La tarde del domingo del cambio de hora traté, vanamente, de dormir una siesta: a cada rato, a cada hora, voces metálicas y marciales se entrometían en mi sueño, y martillos neumáticos con forma de niños tañían el bombo de mi habitación.
Ese día fui un zombi, como tantos otros días que día a día pierdo.
El lunes a la mañana me despertaron sobresaltad –sí, el perro de mierda de la vecina de mierda–, y a la una de la tarde otra vez intenté dormir la siesta. Nuevamente fue en vano. Esta vez las voces eran aguardentosas, o chillonas, y los martillos neumáticos tenían forma de tacos. Tardé casi tres horas en dormirme, y luego de una hora y media me despertó el perro sorete ese, que tal vez se llame Cerbero. Y el resto del día, ahora mismo, sigo siendo un zombi soñolient y soporos.

**Tareas del ejercicio**
(A) Repite literalmente el fragmento del texto que va desde "El lunes a la" hasta "soñolient y soporos.", ambos incluidos.
(B) Enumera todos los adjetivos con los que el texto describe las voces que interrumpen las siestas.

Entradas sobre la localización de objetos con nombre
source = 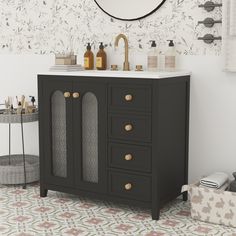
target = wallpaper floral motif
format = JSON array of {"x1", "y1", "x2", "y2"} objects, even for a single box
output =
[{"x1": 0, "y1": 0, "x2": 221, "y2": 55}]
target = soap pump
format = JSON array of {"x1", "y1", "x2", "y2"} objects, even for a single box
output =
[
  {"x1": 147, "y1": 40, "x2": 158, "y2": 71},
  {"x1": 84, "y1": 43, "x2": 94, "y2": 70},
  {"x1": 96, "y1": 42, "x2": 107, "y2": 70},
  {"x1": 165, "y1": 40, "x2": 176, "y2": 71}
]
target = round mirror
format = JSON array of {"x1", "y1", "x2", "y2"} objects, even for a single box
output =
[{"x1": 94, "y1": 0, "x2": 166, "y2": 20}]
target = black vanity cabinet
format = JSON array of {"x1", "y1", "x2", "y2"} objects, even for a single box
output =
[
  {"x1": 38, "y1": 72, "x2": 190, "y2": 219},
  {"x1": 39, "y1": 76, "x2": 107, "y2": 196}
]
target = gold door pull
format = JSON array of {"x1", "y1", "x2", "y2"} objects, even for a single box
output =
[
  {"x1": 64, "y1": 92, "x2": 70, "y2": 98},
  {"x1": 73, "y1": 92, "x2": 80, "y2": 98},
  {"x1": 125, "y1": 183, "x2": 132, "y2": 191},
  {"x1": 125, "y1": 94, "x2": 133, "y2": 102},
  {"x1": 125, "y1": 154, "x2": 133, "y2": 161},
  {"x1": 125, "y1": 124, "x2": 133, "y2": 132}
]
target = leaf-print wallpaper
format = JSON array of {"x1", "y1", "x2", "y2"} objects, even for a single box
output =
[{"x1": 0, "y1": 0, "x2": 221, "y2": 55}]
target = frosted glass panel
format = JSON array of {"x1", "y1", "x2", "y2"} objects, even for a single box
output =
[
  {"x1": 82, "y1": 92, "x2": 98, "y2": 183},
  {"x1": 51, "y1": 91, "x2": 67, "y2": 177}
]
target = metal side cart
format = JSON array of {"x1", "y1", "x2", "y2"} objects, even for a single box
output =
[{"x1": 0, "y1": 110, "x2": 39, "y2": 189}]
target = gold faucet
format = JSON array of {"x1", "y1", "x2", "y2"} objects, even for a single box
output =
[{"x1": 115, "y1": 34, "x2": 130, "y2": 71}]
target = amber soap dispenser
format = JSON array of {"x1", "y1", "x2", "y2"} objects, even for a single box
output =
[
  {"x1": 96, "y1": 43, "x2": 107, "y2": 70},
  {"x1": 84, "y1": 43, "x2": 94, "y2": 70}
]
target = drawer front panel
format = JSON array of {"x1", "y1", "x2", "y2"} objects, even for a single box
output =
[
  {"x1": 110, "y1": 172, "x2": 151, "y2": 201},
  {"x1": 109, "y1": 85, "x2": 151, "y2": 111},
  {"x1": 109, "y1": 114, "x2": 151, "y2": 142},
  {"x1": 109, "y1": 143, "x2": 151, "y2": 172}
]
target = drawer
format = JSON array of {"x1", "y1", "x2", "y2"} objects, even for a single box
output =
[
  {"x1": 108, "y1": 114, "x2": 151, "y2": 142},
  {"x1": 109, "y1": 143, "x2": 151, "y2": 172},
  {"x1": 109, "y1": 85, "x2": 151, "y2": 111},
  {"x1": 110, "y1": 172, "x2": 151, "y2": 201}
]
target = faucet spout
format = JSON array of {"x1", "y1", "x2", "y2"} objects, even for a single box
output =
[{"x1": 115, "y1": 34, "x2": 130, "y2": 71}]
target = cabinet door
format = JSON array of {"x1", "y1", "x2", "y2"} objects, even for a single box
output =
[
  {"x1": 40, "y1": 78, "x2": 73, "y2": 186},
  {"x1": 73, "y1": 82, "x2": 107, "y2": 192}
]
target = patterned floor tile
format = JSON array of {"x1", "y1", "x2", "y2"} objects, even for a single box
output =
[{"x1": 0, "y1": 184, "x2": 236, "y2": 236}]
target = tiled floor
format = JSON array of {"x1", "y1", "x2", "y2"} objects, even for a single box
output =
[{"x1": 0, "y1": 184, "x2": 236, "y2": 236}]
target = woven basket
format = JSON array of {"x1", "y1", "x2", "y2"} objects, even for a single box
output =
[{"x1": 0, "y1": 155, "x2": 39, "y2": 184}]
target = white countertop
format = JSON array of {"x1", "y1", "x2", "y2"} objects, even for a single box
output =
[{"x1": 39, "y1": 70, "x2": 191, "y2": 79}]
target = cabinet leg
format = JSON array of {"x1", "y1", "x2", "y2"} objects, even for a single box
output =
[
  {"x1": 40, "y1": 186, "x2": 48, "y2": 197},
  {"x1": 152, "y1": 208, "x2": 160, "y2": 220},
  {"x1": 182, "y1": 192, "x2": 188, "y2": 202}
]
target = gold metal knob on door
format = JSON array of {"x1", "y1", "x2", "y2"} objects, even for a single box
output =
[
  {"x1": 125, "y1": 154, "x2": 133, "y2": 161},
  {"x1": 125, "y1": 94, "x2": 133, "y2": 102},
  {"x1": 73, "y1": 92, "x2": 80, "y2": 98},
  {"x1": 64, "y1": 92, "x2": 70, "y2": 98},
  {"x1": 125, "y1": 183, "x2": 132, "y2": 190},
  {"x1": 125, "y1": 124, "x2": 133, "y2": 132}
]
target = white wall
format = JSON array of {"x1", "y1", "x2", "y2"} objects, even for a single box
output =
[{"x1": 0, "y1": 55, "x2": 236, "y2": 182}]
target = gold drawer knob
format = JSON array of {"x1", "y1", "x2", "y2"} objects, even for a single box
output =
[
  {"x1": 125, "y1": 154, "x2": 133, "y2": 161},
  {"x1": 125, "y1": 124, "x2": 133, "y2": 132},
  {"x1": 125, "y1": 183, "x2": 132, "y2": 191},
  {"x1": 73, "y1": 92, "x2": 80, "y2": 98},
  {"x1": 125, "y1": 94, "x2": 133, "y2": 102},
  {"x1": 64, "y1": 92, "x2": 70, "y2": 98}
]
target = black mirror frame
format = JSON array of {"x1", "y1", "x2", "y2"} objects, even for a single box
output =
[{"x1": 94, "y1": 0, "x2": 166, "y2": 21}]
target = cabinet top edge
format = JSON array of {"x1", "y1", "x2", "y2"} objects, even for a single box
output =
[{"x1": 38, "y1": 70, "x2": 191, "y2": 79}]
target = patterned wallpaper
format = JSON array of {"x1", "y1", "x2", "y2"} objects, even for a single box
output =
[{"x1": 0, "y1": 0, "x2": 221, "y2": 55}]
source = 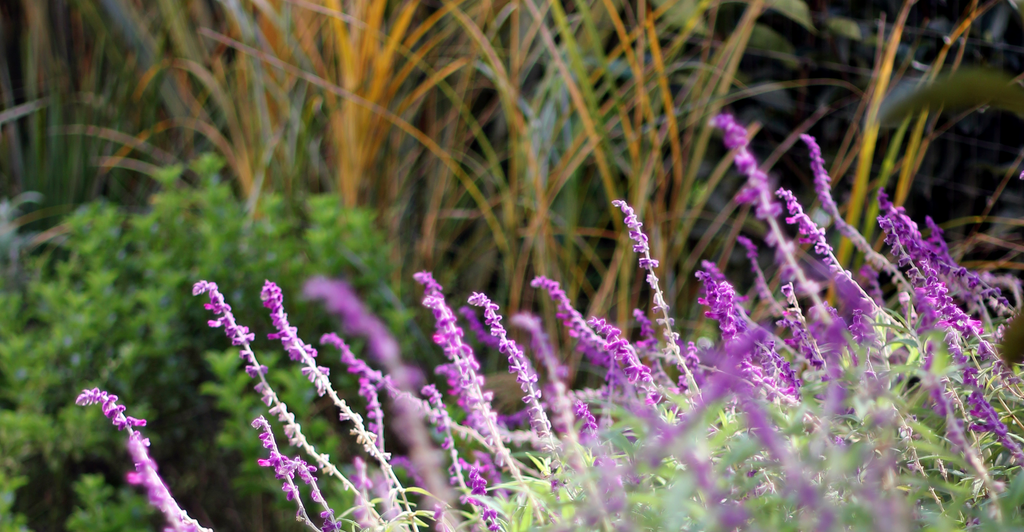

**Respuestas por tarea**
(A)
El lunes a la mañana me despertaron sobresaltad –sí, el perro de mierda de la vecina de mierda–, y a la una de la tarde otra vez intenté dormir la siesta. Nuevamente fue en vano. Esta vez las voces eran aguardentosas, o chillonas, y los martillos neumáticos tenían forma de tacos. Tardé casi tres horas en dormirme, y luego de una hora y media me despertó el perro sorete ese, que tal vez se llame Cerbero. Y el resto del día, ahora mismo, sigo siendo un zombi soñolient y soporos.

(B) metálicas, marciales, aguardentosas, chillonas